Traditional structured data, such as the transaction data in financial systems and other business applications, conforms to a rigid format to ensure consistency in processing and analyzing it. Sets of unstructured data, on the other hand, can be maintained in formats that aren't uniform, freeing analytics teams to work with all of the available data without necessarily having to consolidate and standardize it first. That enables more comprehensive analyses than would otherwise be possible.
Types of unstructured data
One of the most common types of unstructured data is text. Unstructured text is generated and collected in a wide range of forms, including Word documents, email messages, PowerPoint presentations, survey responses, transcripts of call center interactions, and posts from blogs and social media sites.
Other types of unstructured data include images, audio and video files. Machine data is another category, one that's growing quickly in many organizations. For example, log files from websites, servers, networks and applications -- particularly mobile ones -- yield a trove of activity and performance data. In addition, companies increasingly capture and analyze data from sensors on manufacturing equipment and other internet of things (IoT) connected devices.
In some cases, such data may be considered to be semi-structured -- for example, if metadata tags are added to provide information and context about the content of the data. The line between unstructured and semi-structured data isn't absolute, though; some data management consultants contend that all data, even the unstructured kind, has some level of structure.

◆ EXERCISE INSTRUCTIONS ◆
Continue the text on unstructured data from the point where it stops.

◆ ENTRIES SUPPLIED ◆
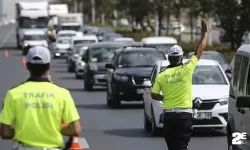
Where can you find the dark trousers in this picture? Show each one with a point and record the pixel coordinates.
(177, 130)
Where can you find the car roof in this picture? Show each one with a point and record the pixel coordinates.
(66, 31)
(206, 52)
(34, 32)
(136, 49)
(124, 39)
(85, 37)
(72, 24)
(63, 38)
(244, 48)
(202, 62)
(159, 40)
(107, 44)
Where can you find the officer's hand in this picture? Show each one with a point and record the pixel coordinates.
(204, 27)
(49, 77)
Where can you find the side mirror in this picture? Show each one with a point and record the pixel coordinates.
(147, 83)
(228, 71)
(83, 58)
(243, 102)
(76, 55)
(109, 66)
(69, 52)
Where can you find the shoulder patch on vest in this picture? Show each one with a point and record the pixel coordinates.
(163, 70)
(17, 85)
(186, 62)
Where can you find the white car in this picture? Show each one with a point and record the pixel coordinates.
(125, 39)
(86, 39)
(62, 45)
(161, 43)
(210, 84)
(66, 33)
(35, 37)
(79, 64)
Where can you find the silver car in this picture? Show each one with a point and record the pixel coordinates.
(61, 47)
(73, 57)
(79, 64)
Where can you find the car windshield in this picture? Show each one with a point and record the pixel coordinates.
(212, 56)
(75, 28)
(63, 41)
(139, 59)
(82, 52)
(34, 37)
(66, 35)
(162, 47)
(207, 75)
(27, 22)
(84, 42)
(78, 47)
(103, 54)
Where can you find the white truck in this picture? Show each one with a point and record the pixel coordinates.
(71, 21)
(29, 16)
(54, 11)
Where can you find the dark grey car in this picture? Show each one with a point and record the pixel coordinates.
(213, 55)
(96, 56)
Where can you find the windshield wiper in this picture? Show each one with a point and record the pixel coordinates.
(142, 66)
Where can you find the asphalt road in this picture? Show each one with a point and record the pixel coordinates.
(103, 128)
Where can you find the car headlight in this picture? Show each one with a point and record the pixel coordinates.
(223, 101)
(93, 67)
(50, 33)
(26, 44)
(121, 77)
(82, 63)
(45, 44)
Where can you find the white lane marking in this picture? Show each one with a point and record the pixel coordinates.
(7, 37)
(83, 143)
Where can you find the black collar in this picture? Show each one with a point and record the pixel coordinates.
(38, 79)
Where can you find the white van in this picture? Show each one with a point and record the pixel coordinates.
(86, 39)
(161, 43)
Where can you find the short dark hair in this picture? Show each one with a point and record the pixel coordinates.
(175, 60)
(38, 70)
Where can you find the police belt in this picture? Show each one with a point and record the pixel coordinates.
(178, 110)
(27, 147)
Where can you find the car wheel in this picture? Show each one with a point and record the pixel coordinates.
(88, 86)
(77, 76)
(147, 123)
(155, 130)
(115, 100)
(108, 99)
(229, 140)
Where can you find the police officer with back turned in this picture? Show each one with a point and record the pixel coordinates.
(175, 83)
(36, 108)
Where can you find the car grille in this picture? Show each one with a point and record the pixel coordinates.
(208, 104)
(139, 80)
(213, 121)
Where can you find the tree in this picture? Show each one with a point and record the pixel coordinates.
(137, 9)
(234, 19)
(194, 10)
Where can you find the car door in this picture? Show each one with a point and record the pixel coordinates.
(150, 100)
(243, 90)
(110, 73)
(232, 109)
(238, 85)
(147, 94)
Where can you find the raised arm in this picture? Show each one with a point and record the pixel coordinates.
(203, 42)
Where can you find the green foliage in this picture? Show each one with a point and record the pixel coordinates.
(234, 18)
(137, 36)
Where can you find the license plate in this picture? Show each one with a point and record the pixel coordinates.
(140, 91)
(204, 115)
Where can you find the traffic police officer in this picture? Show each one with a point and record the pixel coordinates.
(175, 83)
(36, 108)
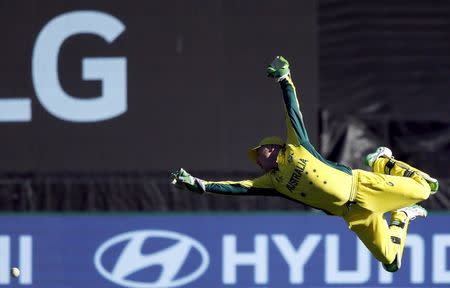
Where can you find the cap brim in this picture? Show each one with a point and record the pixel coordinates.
(253, 153)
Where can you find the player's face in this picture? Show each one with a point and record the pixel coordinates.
(266, 159)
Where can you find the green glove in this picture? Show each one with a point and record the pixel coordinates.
(183, 180)
(278, 69)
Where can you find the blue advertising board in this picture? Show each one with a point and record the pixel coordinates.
(210, 250)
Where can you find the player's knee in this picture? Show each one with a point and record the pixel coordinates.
(424, 193)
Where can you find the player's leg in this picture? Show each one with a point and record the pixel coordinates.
(398, 226)
(385, 242)
(382, 193)
(382, 161)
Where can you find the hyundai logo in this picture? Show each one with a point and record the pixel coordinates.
(170, 263)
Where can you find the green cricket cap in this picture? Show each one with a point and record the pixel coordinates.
(271, 140)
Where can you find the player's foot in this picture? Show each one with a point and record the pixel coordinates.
(380, 152)
(414, 211)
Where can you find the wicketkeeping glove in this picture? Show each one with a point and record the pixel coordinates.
(278, 69)
(183, 180)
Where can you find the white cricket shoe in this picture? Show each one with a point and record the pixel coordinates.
(414, 211)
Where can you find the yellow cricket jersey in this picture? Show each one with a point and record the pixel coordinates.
(303, 175)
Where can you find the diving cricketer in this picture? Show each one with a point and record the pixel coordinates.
(295, 170)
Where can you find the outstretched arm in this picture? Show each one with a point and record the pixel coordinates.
(296, 131)
(258, 186)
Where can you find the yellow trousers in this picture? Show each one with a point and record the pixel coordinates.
(377, 194)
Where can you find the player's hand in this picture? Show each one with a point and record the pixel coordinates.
(183, 180)
(278, 69)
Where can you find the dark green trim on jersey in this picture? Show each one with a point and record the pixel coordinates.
(290, 100)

◆ ANSWER SECTION ◆
Unstructured data analytics
Because of its nature, unstructured data isn't suited to transaction processing applications, which are the province of structured data. Instead, it's primarily used for BI and analytics. One popular application is customer analytics. Retailers, manufacturers and other companies analyze unstructured data to improve customer relationship management processes and enable more-targeted marketing; they also do sentiment analysis to identify both positive and negative views of products, customer service and corporate entities, as expressed by customers on social networks and in other forums.
Predictive maintenance is an emerging analytics use case for unstructured data. For example, manufacturers can analyze sensor data to try to detect equipment failures before they occur in plant-floor systems or finished products in the field. Energy pipelines can also be monitored and checked for potential problems using unstructured data collected from IoT sensors.
Analyzing log data from IT systems highlights usage trends, identifies capacity limitations and pinpoints the cause of application errors, system crashes, performance bottlenecks and other issues. Unstructured data analytics also aids regulatory compliance efforts, particularly in helping organizations understand what corporate documents and records contain.
Unstructured data techniques and platforms
Analyst firms report that the vast majority of new data being generated is unstructured. In the past, that type of information often was locked away in siloed document management systems, individual manufacturing devices and the like -- making it what's known as dark data, unavailable for analysis.
But things changed with the development of big data platforms, primarily Hadoop clusters, NoSQL databases and the Amazon Simple Storage Service (S3). They provide the required infrastructure for processing, storing and managing large volumes of unstructured data without the imposition of a common data model and a single database schema, as in relational databases and data warehouses.
A variety of analytics techniques and tools are used to analyze unstructured data in big data environments. Text analytics tools look for patterns, keywords and sentiment in textual data; at a more advanced level, natural language processing technology is a form of artificial intelligence that seeks to understand meaning and context in text and human speech, increasingly with the aid of deep learning algorithms that use neural networks to analyze data. Other techniques that play roles in unstructured data analytics include data mining, machine learning and predictive analytics.